# What the task requires:
Could you reproduce, word for word, the records below from the line containing "Target = large black display screen" through the last line of the records, including both of those lines?

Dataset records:
_ _ _ _
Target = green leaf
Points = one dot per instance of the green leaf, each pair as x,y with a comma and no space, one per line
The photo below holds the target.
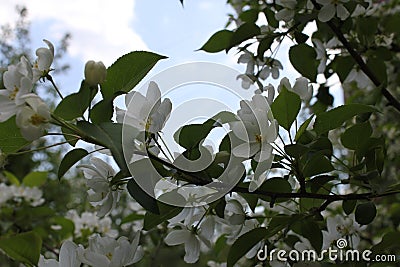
67,227
296,150
24,247
11,178
342,66
127,72
145,200
356,136
302,128
189,136
275,185
11,139
378,67
389,243
132,217
151,220
102,111
286,107
74,105
243,33
310,230
348,206
334,118
70,159
250,15
106,134
317,164
244,243
219,41
35,179
365,213
303,58
272,21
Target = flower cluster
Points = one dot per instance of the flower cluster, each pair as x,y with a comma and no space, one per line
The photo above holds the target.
101,252
102,193
88,223
32,114
20,193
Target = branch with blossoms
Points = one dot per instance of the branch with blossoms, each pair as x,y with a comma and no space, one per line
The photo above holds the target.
274,180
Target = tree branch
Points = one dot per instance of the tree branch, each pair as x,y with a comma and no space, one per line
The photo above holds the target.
363,66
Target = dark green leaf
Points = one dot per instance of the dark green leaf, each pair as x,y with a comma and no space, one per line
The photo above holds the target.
356,136
11,139
389,243
132,217
264,45
303,59
24,247
302,128
244,243
167,212
311,231
317,164
35,179
272,21
106,134
243,33
286,107
219,41
275,185
378,67
342,66
348,206
70,159
334,118
74,105
102,111
365,213
296,150
145,200
250,15
127,72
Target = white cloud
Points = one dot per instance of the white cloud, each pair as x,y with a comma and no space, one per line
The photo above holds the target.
101,29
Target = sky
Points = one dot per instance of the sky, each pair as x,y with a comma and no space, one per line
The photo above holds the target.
102,30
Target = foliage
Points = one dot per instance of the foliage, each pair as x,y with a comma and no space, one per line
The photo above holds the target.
300,188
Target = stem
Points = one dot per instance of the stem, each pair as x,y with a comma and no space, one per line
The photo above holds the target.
54,85
42,148
363,66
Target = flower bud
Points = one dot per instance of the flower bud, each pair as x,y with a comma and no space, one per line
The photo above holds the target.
95,73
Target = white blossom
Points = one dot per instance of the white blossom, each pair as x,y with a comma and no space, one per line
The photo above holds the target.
234,212
321,54
257,131
95,73
101,193
246,80
17,82
32,119
192,237
45,57
342,227
108,252
146,113
330,8
300,87
68,257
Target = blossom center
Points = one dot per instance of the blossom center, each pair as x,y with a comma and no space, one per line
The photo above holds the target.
13,94
36,119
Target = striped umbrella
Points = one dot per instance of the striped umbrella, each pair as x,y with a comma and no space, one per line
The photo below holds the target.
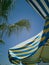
29,47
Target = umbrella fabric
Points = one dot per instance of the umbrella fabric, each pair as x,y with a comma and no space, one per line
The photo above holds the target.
29,47
24,49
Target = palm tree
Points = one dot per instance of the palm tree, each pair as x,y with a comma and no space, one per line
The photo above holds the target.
5,7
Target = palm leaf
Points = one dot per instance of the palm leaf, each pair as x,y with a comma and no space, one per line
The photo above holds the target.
19,26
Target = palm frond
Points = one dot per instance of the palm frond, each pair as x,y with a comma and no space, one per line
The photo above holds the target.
19,26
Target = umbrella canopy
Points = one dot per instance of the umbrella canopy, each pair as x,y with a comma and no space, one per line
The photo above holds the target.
25,51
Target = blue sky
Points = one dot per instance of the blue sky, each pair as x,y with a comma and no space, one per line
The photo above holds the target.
21,10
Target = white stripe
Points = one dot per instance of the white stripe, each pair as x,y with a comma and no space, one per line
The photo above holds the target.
44,4
29,52
27,41
35,2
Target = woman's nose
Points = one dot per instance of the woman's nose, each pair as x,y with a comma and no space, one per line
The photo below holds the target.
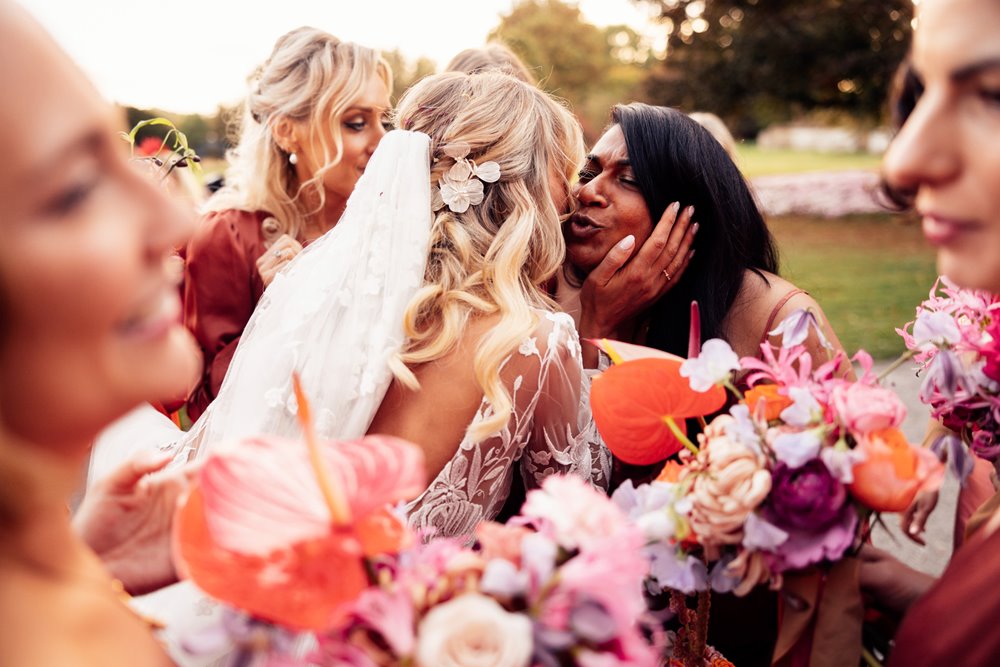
927,150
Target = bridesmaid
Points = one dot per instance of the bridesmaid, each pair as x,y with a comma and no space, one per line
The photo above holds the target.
945,162
316,110
89,330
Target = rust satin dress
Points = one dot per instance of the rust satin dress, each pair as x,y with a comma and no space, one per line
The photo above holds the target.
221,290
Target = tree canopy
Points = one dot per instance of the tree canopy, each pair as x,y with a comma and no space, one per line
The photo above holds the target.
760,61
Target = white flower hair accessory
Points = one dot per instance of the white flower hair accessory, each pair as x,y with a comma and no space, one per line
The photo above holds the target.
462,185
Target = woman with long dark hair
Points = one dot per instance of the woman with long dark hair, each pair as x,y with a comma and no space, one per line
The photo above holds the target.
657,164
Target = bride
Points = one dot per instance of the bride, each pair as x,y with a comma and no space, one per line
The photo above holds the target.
421,315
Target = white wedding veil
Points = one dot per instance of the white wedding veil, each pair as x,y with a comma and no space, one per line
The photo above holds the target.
335,315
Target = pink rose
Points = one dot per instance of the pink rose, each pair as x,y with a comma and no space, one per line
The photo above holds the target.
501,540
864,408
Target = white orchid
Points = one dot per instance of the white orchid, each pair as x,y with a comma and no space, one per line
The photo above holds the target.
713,366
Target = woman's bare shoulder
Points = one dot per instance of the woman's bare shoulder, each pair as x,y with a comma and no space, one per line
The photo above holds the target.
763,301
47,623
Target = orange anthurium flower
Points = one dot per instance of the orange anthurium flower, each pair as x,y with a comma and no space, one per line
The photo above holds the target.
893,471
281,530
774,402
671,472
635,402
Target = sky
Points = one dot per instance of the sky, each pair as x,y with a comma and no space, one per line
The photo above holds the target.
190,56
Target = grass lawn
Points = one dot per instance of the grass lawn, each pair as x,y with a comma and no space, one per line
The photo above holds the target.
867,272
755,161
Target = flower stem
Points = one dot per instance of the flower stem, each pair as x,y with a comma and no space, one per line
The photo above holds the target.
679,434
340,511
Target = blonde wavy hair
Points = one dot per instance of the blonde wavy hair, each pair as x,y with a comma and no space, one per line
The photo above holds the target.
311,77
493,258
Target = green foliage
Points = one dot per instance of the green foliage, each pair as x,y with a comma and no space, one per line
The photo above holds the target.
174,142
590,67
755,62
755,161
406,73
205,134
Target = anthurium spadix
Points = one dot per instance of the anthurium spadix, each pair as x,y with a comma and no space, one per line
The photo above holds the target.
641,402
281,528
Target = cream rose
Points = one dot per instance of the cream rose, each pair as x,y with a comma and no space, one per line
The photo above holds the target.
728,481
473,630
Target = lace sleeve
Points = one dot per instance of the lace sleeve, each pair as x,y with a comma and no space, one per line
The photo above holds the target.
563,437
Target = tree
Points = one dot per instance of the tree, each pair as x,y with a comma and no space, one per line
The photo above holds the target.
589,67
755,62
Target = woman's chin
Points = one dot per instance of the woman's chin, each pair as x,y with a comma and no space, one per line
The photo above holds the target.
173,369
970,273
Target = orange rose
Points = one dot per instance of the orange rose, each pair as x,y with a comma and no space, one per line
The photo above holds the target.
893,471
774,402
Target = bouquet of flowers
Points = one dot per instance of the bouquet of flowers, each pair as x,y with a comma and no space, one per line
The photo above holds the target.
955,341
317,568
782,481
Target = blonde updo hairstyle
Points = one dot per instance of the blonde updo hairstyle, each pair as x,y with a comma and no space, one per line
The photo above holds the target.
311,77
493,258
493,56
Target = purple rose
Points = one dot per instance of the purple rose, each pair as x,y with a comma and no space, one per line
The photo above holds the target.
805,498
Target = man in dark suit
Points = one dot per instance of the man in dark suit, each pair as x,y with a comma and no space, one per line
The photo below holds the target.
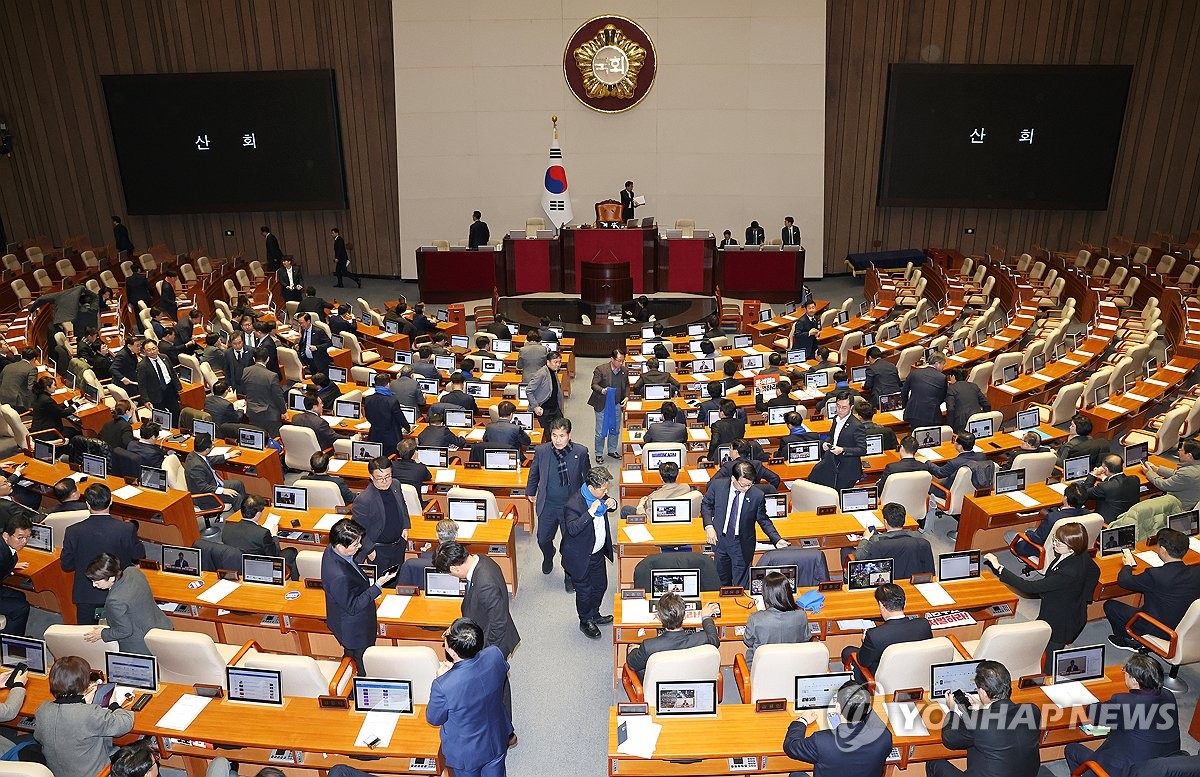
627,202
791,233
672,610
383,515
558,470
1113,489
160,384
1002,739
479,234
859,746
274,253
82,542
841,458
923,393
731,509
199,470
881,375
289,277
121,240
587,543
342,259
349,596
895,628
1132,740
467,700
1167,591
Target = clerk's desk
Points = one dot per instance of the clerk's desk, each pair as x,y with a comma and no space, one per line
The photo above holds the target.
976,596
705,746
324,738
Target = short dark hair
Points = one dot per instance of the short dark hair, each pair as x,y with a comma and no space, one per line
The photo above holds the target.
465,637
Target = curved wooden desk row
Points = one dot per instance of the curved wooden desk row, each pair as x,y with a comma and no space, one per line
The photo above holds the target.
249,733
705,746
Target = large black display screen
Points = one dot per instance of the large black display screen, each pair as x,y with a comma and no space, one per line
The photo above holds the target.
_ _ _ _
# Answer for the task:
Target = large black display screen
Points = one dot per instance of the large black display screen, each pair as x,y with a comma and no space, one per line
The photo above holds the target.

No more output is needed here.